[Reading passage]
■ ■ ■ ■ ■ ■ ■

We wipe on the third trash pull when our hunter (who, to his credit, had never been in the zone before) face-pulled the trash pack on the other side of the tree while I was busy marking the pull in front of us.

The shaman send me a tell "If we wipe on the first boss I am out of here".

First boss goes down easy, and we actually power through Vex in one shot, although me and the holy are the only ones left standing in the end. Then the shaman has to leave. I hit the LFG
tool and there's a resto druid available. Well, 2 healers is probably not ideal, I thought, but we need a body and this is only normal mode. I grab the druid and we start clearing to the Priestess.

On the first 6 pull we almost wipe, but pull it out at the end, with just the druid and the holydin dead. On the second 6 pull we utterly fail at cc and wipe totally. At this point the druid says "I've had enough," and leaves. I look at the clock and decide that we might as well call it at this point.

■ ■ ■ ■ ■ ■ ■

[Rows]
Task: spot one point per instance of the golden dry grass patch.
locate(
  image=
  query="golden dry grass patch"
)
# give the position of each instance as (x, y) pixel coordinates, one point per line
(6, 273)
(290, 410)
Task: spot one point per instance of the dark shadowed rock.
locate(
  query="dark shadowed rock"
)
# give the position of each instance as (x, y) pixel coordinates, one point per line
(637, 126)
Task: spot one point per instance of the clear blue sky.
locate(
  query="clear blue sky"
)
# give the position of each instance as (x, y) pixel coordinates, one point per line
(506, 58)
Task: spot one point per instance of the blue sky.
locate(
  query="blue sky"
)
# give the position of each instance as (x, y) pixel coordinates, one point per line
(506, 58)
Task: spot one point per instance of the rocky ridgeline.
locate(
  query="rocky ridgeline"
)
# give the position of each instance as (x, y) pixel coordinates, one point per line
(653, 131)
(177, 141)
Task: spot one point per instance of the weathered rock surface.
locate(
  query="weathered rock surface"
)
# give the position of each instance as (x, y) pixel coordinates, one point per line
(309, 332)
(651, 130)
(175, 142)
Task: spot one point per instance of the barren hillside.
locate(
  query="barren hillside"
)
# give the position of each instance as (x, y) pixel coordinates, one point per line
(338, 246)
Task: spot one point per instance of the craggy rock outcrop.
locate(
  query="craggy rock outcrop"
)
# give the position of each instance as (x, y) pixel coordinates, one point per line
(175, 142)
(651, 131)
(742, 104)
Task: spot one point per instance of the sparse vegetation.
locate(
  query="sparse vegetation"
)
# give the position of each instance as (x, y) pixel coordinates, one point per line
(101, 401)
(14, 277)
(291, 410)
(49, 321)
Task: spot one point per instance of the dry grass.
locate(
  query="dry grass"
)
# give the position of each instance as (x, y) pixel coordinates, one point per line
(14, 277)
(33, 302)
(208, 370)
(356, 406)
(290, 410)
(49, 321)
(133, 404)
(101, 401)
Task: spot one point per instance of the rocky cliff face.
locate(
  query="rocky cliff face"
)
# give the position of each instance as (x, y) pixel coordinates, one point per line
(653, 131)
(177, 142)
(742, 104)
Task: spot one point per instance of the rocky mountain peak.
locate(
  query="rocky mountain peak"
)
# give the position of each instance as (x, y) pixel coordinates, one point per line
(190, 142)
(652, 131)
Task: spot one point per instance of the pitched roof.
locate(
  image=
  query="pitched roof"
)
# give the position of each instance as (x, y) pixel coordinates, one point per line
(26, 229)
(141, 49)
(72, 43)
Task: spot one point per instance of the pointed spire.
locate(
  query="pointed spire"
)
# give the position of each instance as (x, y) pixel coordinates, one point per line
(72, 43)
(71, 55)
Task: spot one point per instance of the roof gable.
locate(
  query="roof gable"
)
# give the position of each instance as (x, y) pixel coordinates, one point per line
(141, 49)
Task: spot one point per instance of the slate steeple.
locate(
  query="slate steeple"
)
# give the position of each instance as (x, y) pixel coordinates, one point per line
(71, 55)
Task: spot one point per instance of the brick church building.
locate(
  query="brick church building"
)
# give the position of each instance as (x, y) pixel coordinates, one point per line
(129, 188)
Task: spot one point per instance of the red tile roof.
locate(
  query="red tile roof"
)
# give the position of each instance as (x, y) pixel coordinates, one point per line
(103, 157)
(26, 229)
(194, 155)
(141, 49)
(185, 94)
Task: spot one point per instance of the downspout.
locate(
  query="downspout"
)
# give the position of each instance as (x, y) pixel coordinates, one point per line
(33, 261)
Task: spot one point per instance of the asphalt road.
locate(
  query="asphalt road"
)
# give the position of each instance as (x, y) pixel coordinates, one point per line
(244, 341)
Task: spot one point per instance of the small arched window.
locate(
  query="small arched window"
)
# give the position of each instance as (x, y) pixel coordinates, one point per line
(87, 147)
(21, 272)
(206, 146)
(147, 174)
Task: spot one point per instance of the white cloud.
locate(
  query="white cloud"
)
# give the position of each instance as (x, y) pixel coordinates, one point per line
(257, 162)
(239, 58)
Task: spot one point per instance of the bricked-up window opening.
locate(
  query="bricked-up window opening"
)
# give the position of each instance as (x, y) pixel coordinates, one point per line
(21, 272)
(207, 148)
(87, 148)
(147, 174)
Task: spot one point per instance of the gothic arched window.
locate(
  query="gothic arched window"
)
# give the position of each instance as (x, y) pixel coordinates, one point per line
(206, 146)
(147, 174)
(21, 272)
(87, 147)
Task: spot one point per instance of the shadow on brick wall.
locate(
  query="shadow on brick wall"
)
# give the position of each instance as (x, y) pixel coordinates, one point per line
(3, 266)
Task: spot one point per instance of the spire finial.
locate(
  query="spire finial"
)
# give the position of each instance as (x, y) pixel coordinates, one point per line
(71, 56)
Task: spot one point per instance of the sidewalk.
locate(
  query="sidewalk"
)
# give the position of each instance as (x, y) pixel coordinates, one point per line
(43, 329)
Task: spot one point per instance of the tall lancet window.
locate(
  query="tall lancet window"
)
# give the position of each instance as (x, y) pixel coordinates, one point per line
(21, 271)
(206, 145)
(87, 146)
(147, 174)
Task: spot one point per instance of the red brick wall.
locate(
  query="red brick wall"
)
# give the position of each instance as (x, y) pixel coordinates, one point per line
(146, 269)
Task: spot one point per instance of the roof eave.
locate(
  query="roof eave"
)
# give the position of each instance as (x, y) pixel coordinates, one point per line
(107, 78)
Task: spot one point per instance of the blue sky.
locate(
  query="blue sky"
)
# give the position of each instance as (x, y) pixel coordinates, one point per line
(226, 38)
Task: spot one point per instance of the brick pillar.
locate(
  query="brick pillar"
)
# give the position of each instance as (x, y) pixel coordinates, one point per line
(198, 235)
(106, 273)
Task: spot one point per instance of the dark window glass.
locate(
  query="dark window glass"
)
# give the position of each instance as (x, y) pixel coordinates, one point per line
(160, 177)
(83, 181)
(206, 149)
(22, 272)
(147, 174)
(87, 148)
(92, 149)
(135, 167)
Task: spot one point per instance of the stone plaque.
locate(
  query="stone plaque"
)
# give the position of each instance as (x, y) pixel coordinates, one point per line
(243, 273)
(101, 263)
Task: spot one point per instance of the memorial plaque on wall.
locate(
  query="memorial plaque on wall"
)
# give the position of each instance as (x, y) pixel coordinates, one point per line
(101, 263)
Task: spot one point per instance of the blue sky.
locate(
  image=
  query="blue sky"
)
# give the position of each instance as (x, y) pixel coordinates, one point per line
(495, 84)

■ ■ ■ ■ ■ ■ ■

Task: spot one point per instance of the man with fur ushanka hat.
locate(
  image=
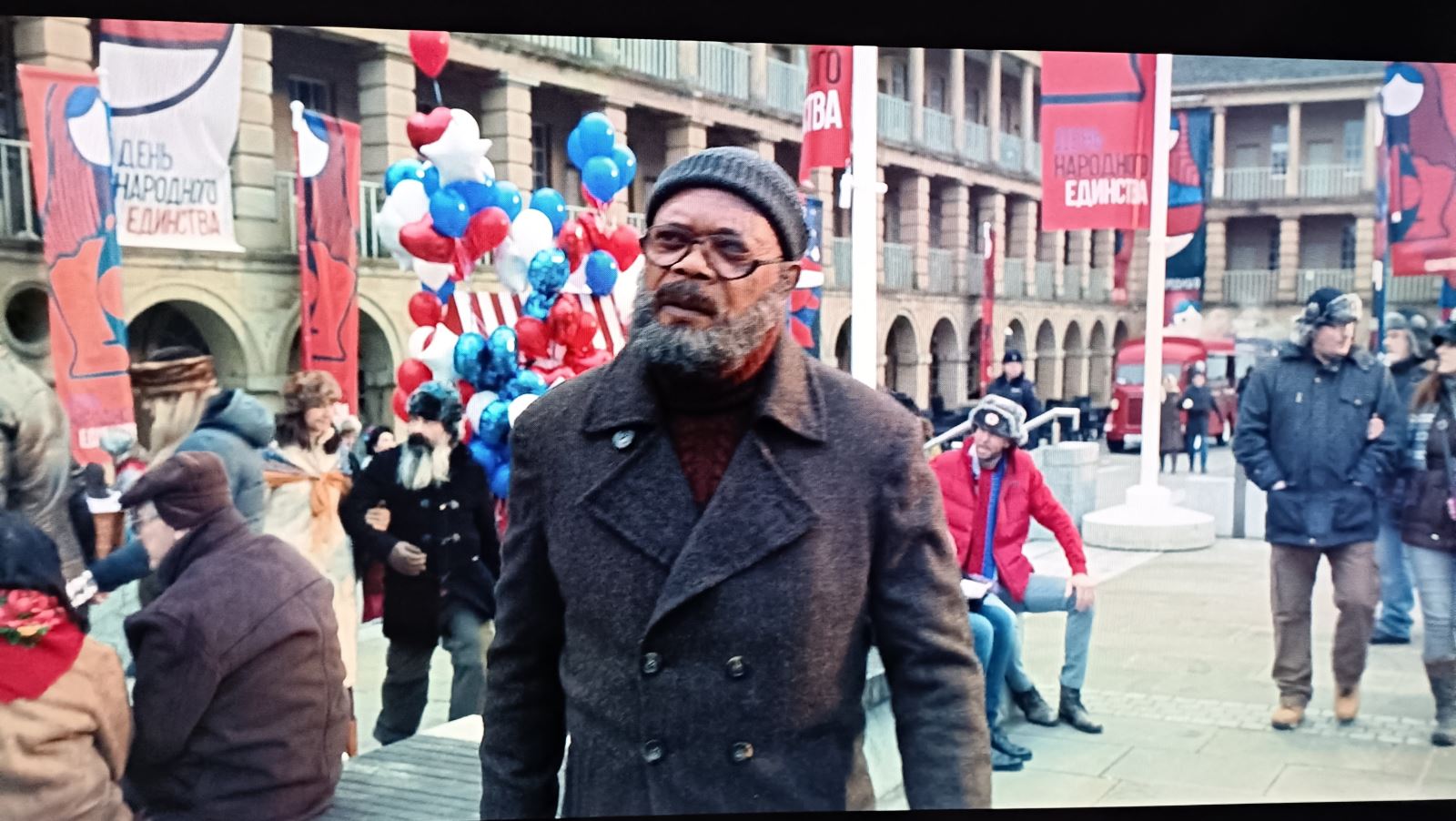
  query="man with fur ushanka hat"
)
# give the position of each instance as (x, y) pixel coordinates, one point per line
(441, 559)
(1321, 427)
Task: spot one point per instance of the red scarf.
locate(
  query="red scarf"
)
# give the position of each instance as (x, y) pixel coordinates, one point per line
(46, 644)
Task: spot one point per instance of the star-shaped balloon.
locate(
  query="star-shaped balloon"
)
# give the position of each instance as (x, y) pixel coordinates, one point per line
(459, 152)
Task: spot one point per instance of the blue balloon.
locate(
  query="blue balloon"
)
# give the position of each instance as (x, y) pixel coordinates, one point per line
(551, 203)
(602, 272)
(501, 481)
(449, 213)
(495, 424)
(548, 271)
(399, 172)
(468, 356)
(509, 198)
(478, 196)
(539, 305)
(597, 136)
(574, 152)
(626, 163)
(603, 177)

■ ■ ■ ■ ■ ■ ■

[Exercise task 1] Switch "resto druid" to "disc priest" and write out the dungeon run account from "First boss goes" to "to the Priestess." with that change.
[Exercise task 2] Carry the dungeon run account on past its final sentence.
The data above is separate from the dungeon run account.

[Answer 1]
First boss goes down easy, and we actually power through Vex in one shot, although me and the holy are the only ones left standing in the end. Then the shaman has to leave. I hit the LFG
tool and there's a disc priest available. Well, 2 healers is probably not ideal, I thought, but we need a body and this is only normal mode. I grab the druid and we start clearing to the Priestess.

[Answer 2]
Now put yourself in the druid's shoes. You get pulled into a PuG with an insane tankadin, an undergeared main healer, a hunter who can't trap, and a PvP-specced rogue. How long would you give us?

I am willing to give most people the benefit of the doubt. I think last night I was too forgiving... I knew, as soon as I saw who was in the rest of the group, that we were doomed. Yet I stuck with it, for probably too long. Then this poor druid comes along and finds himself in the middle of a horrible PuG and eats 2 deaths in the space of about 10 minutes. Yeah, I would quit too if it wasn't my guild-mates.

I'd like to blame Blizzard for this one, but the sad truth is that last night it was my turn to play the role of the "PuG from hell".